• [GIVEN INSTRUCTION] Lay out the stretch from the start of the entries through the line that contains "417 320 L 414" as a Markdown table with the columns No. and Line. Number each row and leave out blank lines.

▼▼▼

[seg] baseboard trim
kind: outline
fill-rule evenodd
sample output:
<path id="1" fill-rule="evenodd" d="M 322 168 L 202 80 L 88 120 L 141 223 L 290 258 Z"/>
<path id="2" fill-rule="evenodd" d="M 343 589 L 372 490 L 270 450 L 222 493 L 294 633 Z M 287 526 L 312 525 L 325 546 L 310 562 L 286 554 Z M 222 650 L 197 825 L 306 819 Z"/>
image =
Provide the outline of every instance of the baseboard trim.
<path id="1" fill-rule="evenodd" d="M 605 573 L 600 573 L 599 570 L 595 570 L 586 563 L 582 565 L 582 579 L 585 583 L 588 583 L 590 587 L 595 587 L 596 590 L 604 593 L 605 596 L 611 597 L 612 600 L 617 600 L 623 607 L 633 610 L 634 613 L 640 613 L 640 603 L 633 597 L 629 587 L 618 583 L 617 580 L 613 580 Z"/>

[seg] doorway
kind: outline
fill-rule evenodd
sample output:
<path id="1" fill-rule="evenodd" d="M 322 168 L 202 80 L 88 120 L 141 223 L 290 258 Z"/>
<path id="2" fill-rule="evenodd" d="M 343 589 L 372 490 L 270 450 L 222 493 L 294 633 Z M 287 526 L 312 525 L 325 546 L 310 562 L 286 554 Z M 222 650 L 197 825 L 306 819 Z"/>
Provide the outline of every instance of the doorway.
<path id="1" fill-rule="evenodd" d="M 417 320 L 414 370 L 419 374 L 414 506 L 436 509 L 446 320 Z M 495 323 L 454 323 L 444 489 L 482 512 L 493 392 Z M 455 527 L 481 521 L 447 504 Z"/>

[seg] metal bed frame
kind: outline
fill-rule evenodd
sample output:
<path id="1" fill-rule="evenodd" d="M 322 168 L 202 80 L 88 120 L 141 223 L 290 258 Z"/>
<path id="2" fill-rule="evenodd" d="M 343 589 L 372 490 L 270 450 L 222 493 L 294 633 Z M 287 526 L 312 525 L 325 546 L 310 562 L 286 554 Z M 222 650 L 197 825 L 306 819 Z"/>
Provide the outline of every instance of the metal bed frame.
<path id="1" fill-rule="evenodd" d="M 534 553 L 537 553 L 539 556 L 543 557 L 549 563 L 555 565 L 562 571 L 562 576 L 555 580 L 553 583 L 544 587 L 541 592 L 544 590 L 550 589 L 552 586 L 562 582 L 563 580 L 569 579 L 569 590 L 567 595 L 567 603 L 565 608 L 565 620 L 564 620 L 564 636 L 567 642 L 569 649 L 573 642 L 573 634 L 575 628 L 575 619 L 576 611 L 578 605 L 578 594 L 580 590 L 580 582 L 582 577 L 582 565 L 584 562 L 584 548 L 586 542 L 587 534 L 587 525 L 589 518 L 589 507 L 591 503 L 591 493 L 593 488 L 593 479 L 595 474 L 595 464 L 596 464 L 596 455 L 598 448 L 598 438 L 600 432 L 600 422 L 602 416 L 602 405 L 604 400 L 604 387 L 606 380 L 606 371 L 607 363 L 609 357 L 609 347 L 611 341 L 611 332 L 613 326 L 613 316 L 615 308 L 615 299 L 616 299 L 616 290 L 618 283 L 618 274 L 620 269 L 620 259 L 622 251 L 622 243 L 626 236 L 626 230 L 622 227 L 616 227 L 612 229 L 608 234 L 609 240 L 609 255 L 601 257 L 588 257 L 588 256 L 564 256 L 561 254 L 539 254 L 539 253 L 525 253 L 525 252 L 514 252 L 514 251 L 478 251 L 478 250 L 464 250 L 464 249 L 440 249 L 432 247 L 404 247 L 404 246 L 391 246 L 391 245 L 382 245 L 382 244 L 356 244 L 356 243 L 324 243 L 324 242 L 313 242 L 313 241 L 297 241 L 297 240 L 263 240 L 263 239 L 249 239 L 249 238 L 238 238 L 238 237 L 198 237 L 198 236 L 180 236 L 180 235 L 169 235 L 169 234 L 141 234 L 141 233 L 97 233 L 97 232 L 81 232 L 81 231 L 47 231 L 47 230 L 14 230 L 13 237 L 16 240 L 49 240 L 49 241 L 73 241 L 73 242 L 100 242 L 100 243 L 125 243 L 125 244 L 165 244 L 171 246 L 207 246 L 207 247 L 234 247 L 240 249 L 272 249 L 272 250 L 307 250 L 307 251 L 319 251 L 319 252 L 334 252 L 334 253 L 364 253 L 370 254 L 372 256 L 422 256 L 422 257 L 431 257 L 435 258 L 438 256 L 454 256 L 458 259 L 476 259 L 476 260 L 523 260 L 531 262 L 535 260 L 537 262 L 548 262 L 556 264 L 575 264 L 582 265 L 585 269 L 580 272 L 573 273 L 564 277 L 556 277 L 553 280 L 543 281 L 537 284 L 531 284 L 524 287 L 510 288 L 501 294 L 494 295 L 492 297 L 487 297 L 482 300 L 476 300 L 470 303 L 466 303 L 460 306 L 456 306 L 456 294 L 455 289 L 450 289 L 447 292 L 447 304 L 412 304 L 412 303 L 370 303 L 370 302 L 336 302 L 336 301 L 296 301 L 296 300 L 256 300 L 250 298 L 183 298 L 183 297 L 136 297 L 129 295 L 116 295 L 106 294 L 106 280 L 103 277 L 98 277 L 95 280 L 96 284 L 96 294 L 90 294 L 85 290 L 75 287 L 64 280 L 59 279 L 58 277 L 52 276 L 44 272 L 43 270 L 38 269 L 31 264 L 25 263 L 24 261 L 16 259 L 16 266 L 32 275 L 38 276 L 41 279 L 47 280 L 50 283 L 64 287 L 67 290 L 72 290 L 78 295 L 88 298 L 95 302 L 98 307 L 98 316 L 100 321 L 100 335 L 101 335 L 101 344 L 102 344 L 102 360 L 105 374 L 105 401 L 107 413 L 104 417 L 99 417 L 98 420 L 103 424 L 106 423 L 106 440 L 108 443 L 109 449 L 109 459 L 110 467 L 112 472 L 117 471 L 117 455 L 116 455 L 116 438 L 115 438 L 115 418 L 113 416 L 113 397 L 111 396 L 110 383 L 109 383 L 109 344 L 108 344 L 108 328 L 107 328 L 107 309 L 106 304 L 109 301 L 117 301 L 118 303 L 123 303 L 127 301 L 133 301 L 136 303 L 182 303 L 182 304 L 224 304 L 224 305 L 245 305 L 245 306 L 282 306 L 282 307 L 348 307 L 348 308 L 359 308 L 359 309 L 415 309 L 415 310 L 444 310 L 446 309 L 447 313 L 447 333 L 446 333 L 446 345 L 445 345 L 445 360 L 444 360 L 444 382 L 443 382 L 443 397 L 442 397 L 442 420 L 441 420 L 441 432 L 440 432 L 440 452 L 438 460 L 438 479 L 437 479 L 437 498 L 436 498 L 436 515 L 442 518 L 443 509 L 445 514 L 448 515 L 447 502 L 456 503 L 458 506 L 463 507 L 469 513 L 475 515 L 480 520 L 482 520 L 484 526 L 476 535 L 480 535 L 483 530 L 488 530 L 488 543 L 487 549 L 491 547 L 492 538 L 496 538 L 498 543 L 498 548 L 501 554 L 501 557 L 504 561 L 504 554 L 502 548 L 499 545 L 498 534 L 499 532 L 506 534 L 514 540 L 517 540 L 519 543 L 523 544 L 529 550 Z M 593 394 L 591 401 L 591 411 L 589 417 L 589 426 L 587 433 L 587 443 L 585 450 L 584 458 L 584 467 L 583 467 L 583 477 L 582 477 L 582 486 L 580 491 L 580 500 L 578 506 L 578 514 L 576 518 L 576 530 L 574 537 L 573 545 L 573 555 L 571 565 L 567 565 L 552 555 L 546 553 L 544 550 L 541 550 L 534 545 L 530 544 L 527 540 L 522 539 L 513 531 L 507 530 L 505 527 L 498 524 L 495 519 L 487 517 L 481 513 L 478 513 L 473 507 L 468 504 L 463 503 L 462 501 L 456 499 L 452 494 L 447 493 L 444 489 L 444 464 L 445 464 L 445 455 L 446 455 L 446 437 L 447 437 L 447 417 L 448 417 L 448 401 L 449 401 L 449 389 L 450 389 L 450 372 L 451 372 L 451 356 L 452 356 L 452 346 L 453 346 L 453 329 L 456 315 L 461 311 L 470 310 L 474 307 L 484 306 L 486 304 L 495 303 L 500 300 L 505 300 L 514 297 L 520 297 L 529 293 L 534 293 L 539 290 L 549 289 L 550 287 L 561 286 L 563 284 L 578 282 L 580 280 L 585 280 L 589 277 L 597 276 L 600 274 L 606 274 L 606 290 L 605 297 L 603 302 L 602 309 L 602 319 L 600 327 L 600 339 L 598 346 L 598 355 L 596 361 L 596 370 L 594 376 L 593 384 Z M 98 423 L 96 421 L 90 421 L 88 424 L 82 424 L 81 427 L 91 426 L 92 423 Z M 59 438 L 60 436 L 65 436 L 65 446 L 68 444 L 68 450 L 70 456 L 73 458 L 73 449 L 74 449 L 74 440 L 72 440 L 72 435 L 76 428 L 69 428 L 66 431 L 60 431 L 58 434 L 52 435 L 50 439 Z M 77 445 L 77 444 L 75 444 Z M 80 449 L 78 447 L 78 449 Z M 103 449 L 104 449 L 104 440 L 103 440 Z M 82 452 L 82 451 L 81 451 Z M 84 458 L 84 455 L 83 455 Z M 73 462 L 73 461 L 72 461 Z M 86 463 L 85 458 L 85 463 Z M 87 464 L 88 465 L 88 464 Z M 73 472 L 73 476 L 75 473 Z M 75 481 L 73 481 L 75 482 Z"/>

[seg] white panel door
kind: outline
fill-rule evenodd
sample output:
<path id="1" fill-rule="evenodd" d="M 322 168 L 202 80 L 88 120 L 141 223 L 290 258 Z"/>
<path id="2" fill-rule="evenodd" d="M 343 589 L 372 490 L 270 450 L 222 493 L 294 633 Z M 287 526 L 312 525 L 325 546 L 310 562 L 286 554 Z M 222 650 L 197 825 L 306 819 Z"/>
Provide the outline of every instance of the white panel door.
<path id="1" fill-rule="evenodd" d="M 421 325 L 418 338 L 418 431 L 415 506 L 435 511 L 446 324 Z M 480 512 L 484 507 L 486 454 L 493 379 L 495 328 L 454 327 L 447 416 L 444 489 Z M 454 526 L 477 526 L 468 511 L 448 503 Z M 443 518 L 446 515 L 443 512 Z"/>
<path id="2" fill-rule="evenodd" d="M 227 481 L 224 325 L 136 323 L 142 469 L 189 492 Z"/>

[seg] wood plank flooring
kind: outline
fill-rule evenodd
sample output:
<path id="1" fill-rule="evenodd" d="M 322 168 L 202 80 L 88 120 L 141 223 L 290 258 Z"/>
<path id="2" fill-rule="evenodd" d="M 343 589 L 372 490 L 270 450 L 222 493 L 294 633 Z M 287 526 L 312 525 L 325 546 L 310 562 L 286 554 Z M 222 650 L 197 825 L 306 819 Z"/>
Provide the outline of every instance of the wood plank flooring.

▲▲▲

• [ANSWER]
| No. | Line |
|---|---|
| 1 | [seg] baseboard trim |
| 2 | kind: outline |
| 3 | fill-rule evenodd |
| 4 | sample output: |
| 5 | <path id="1" fill-rule="evenodd" d="M 322 168 L 202 80 L 88 120 L 141 223 L 290 258 Z"/> |
| 6 | <path id="2" fill-rule="evenodd" d="M 343 589 L 372 490 L 270 450 L 222 493 L 294 633 Z M 287 526 L 312 525 L 325 546 L 310 562 L 286 554 Z M 222 650 L 197 825 L 306 819 Z"/> |
| 7 | image = |
| 8 | Provide the outline of every instance of the baseboard trim. |
| 9 | <path id="1" fill-rule="evenodd" d="M 605 573 L 600 573 L 599 570 L 595 570 L 586 563 L 582 565 L 582 579 L 585 583 L 588 583 L 590 587 L 595 587 L 596 590 L 604 593 L 605 596 L 611 597 L 612 600 L 617 600 L 623 607 L 633 610 L 634 613 L 640 613 L 640 603 L 633 597 L 629 587 L 618 583 L 617 580 L 613 580 Z"/> |
| 10 | [seg] doorway |
| 11 | kind: outline |
| 12 | fill-rule evenodd |
| 13 | sample output: |
| 14 | <path id="1" fill-rule="evenodd" d="M 322 168 L 202 80 L 88 120 L 141 223 L 290 258 Z"/> |
| 15 | <path id="2" fill-rule="evenodd" d="M 343 589 L 372 490 L 270 450 L 222 493 L 294 633 Z M 287 526 L 312 525 L 325 546 L 310 562 L 286 554 Z M 222 650 L 197 825 L 306 819 Z"/> |
| 16 | Provide the outline of every instance of the doorway. |
| 17 | <path id="1" fill-rule="evenodd" d="M 417 320 L 414 370 L 419 374 L 414 506 L 436 509 L 446 320 Z M 495 323 L 454 323 L 444 489 L 482 512 L 493 392 Z M 455 527 L 481 521 L 447 504 Z"/> |